Text provided:
····················

# Is it true that 10% of the fishermen catch 90% of the fish?



## bigfost (Oct 11, 2004)

I think it is. With a few decades under my belt, I'm pretty confident that I can catch fish in saltwater under any conditions. Of course, the conditions determine where I'm going to fish.

What do you think?


----------



## Jolly Roger (May 21, 2004)

everyone catches fish, some people are just better at it. My grandfather use to say there is a big difference in doing stuff, and getting stuff done. This is true for fishing. Some people go fishing, others are fishermen. The true fishermen are the 10%.

But with that said, I do not believe you have to be good at fishing to have a good time fishing. Take most any kid as an example. I truly suck at golf, but have fun doing it.


----------



## troutless (Feb 17, 2006)

Well, I know what % i'm in these day's. But you have to go alot and be a good observer to get and stay in that 10%. It take hard work, but if you love to do it, its not work. What ever % i'm in love to do it.


----------



## jagarcia10 (Mar 10, 2011)

I think experience has a lot to do with it. People with less experience or people who fish occasionally just go out to a spot and chunk a bait and hope that something picks it up. Those who are experienced target certain fish and are aware of different factors such as tides, weather, swell info, water temps, moon phases and know what type of fish is biting that time of year.

That being said, I dont think I'm in the 10% yet unless you count catfish. I mean I always bring home fish but if you fish for 2 or 3 days on the beach you "should" bring something back.


----------



## histprof (Oct 30, 2011)

Proud 90%'er. Knowing that I fish when I get a window of opportunity around work, kids and chores, plus being 100 miles from the beach, I am at the mercy of the conditions on any given day. I will also be very slow to begin to acquire the fish sense that BigFost writes of. That is earned through lots of experience. With sporadic fishing times, I make the best of what I have. Ain't no feeling like sand between the toes. That, and a nice sip of beach wine along the way.


----------



## shadslinger (Aug 21, 2005)

I love having the time, and the want to, to go fishing more than anyone I know.
I catch more fish than most people who are fishing the same area most of the time.
I know going almost every day makes a huge difference when it comes to finding fish, which is 90% of the battle of getting a fish caught.
Most people don't have the time to develop a method for finding fishing, being active at it and pursuing the fish until it's found.
Like Jolly Roger was saying, you have to love it to go a lot, and to pay attention to it when you go.
If you are lucky to have a mentor when you are very young, a daddy, uncle, grandfather, who would teach you methods, and you loved it, you were well on the road to be a 10% who catches 90% of the fish.
Not many anglers have that combination of mentor, experience, exposure, and genuine love of the sport to gain 10,000 hours of the right kind of fishing.
I think having the 10,000 hours is a good 60% of the equation, but statistics can mean anything,....99% of the time
:whiteshee


----------



## goodwood (Mar 30, 2009)

Just follow around the 10%ers.


----------



## Spectaker (Oct 24, 2011)

goodwood said:


> Just follow around the 10%ers.


Lol.

If you enjoy fishing 100% of the time, you're a true fisherman IMO. Its fishing, not catching. *shrug I just enjoy being out there and catching is just a huge bonus. I have learned a lot in the past year, but not knowing of trying new tactics is the fun part for me. I try to observe what Im doing and what works and doesn't work, but Im usually not disappointed if I get skunked. *shrug.

····················

Dataset extract:
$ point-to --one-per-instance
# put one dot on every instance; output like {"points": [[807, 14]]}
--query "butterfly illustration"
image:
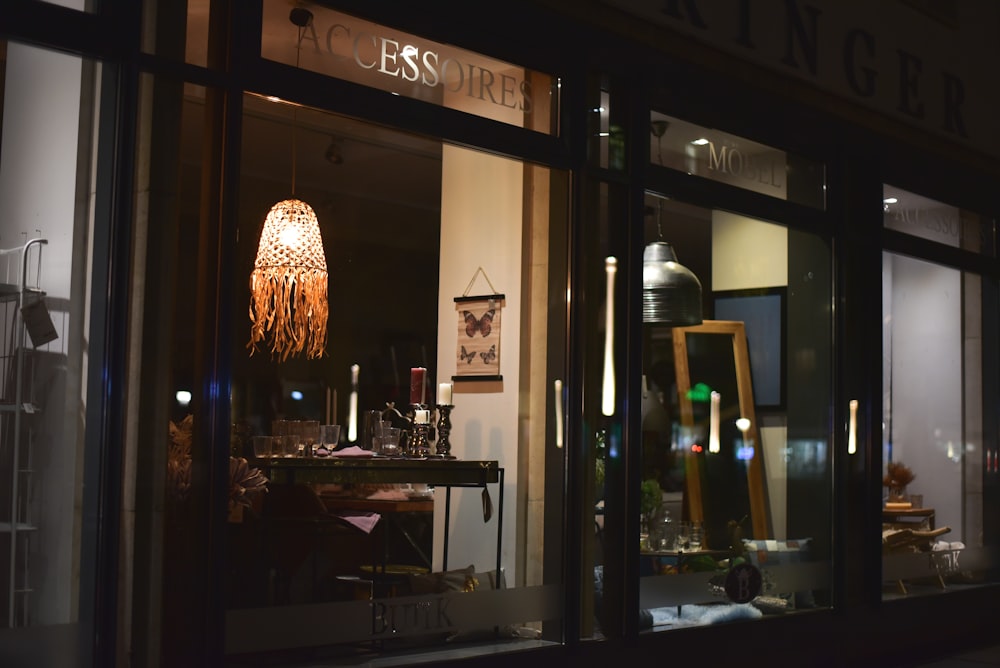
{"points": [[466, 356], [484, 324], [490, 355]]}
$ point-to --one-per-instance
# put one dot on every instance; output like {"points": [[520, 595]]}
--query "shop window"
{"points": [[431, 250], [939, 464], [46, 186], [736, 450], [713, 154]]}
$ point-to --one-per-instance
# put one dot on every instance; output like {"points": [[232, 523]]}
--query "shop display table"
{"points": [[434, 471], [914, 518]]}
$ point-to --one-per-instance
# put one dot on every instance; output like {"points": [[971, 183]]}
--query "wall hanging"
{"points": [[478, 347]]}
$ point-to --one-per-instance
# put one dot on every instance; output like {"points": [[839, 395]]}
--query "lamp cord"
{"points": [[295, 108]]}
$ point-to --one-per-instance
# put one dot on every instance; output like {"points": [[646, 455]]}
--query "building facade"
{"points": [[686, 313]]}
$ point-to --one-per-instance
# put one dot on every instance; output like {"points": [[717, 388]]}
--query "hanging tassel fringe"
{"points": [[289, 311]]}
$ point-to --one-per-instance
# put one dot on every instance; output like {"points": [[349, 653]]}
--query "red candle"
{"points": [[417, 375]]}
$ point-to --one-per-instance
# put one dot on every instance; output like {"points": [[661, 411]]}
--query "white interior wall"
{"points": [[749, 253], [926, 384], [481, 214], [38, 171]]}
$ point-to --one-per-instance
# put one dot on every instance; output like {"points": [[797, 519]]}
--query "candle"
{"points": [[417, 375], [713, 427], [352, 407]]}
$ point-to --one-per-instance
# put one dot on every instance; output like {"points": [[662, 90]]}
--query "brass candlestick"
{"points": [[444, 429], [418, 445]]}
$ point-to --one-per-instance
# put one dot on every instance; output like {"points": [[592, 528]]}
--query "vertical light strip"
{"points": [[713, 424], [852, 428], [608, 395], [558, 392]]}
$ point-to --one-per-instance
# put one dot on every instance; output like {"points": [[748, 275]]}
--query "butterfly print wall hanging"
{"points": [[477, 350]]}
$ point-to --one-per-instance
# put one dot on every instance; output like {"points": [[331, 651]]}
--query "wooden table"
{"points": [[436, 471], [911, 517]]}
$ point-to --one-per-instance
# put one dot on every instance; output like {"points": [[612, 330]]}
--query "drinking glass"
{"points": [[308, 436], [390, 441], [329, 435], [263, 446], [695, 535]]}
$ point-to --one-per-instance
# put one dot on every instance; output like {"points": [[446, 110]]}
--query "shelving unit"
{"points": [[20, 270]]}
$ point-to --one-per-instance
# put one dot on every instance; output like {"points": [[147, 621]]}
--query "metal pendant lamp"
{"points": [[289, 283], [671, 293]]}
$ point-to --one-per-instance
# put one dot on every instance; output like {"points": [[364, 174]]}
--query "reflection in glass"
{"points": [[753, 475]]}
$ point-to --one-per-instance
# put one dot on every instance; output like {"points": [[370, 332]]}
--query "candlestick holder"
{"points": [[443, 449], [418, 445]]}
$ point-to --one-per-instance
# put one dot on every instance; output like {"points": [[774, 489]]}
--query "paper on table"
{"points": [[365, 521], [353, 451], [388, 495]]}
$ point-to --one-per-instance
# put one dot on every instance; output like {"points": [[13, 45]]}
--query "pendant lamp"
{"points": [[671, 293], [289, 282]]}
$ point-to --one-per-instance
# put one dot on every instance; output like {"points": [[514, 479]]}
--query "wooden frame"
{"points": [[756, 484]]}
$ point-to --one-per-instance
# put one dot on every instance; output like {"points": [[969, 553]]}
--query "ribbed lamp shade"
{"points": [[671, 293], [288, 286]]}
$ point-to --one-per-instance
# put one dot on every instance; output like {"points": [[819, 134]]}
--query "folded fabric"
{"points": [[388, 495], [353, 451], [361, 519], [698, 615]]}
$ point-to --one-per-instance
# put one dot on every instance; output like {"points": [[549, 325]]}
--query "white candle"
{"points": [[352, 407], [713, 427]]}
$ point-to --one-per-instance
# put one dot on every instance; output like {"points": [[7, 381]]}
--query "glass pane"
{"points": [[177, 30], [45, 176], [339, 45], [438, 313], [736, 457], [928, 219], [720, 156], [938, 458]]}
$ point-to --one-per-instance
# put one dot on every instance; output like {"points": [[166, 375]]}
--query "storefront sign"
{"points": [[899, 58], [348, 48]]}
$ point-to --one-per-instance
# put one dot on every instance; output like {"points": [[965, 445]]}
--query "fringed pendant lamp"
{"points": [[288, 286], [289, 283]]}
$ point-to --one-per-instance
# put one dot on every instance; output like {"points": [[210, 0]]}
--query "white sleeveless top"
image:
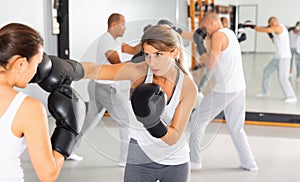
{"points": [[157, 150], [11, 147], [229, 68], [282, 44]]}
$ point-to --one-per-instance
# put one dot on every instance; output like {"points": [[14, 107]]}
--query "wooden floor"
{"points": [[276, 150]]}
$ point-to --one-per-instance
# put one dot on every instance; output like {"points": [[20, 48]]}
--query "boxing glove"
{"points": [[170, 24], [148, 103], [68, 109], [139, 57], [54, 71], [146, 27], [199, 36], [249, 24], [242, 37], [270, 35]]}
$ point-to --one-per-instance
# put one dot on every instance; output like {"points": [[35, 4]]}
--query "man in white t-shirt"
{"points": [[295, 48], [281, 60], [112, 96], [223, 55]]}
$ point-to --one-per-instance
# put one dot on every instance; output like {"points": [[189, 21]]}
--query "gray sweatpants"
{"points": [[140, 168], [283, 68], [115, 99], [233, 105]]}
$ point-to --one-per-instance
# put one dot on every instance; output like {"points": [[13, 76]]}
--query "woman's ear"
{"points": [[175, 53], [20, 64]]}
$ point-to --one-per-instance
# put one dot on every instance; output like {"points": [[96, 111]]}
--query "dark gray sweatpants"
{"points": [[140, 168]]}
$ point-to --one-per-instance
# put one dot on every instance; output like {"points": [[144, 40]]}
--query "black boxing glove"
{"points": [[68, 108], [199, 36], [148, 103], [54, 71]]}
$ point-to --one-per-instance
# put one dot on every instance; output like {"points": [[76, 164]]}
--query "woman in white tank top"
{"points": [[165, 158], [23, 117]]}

····················

Aim of the exercise:
Copy out the passage of the fishing thread above between "Well, I know" and "bring something back.", inclusive.

Result:
Well, I know what % i'm in these day's. But you have to go alot and be a good observer to get and stay in that 10%. It take hard work, but if you love to do it, its not work. What ever % i'm in love to do it.


----------



## jagarcia10 (Mar 10, 2011)

I think experience has a lot to do with it. People with less experience or people who fish occasionally just go out to a spot and chunk a bait and hope that something picks it up. Those who are experienced target certain fish and are aware of different factors such as tides, weather, swell info, water temps, moon phases and know what type of fish is biting that time of year.

That being said, I dont think I'm in the 10% yet unless you count catfish. I mean I always bring home fish but if you fish for 2 or 3 days on the beach you "should" bring something back.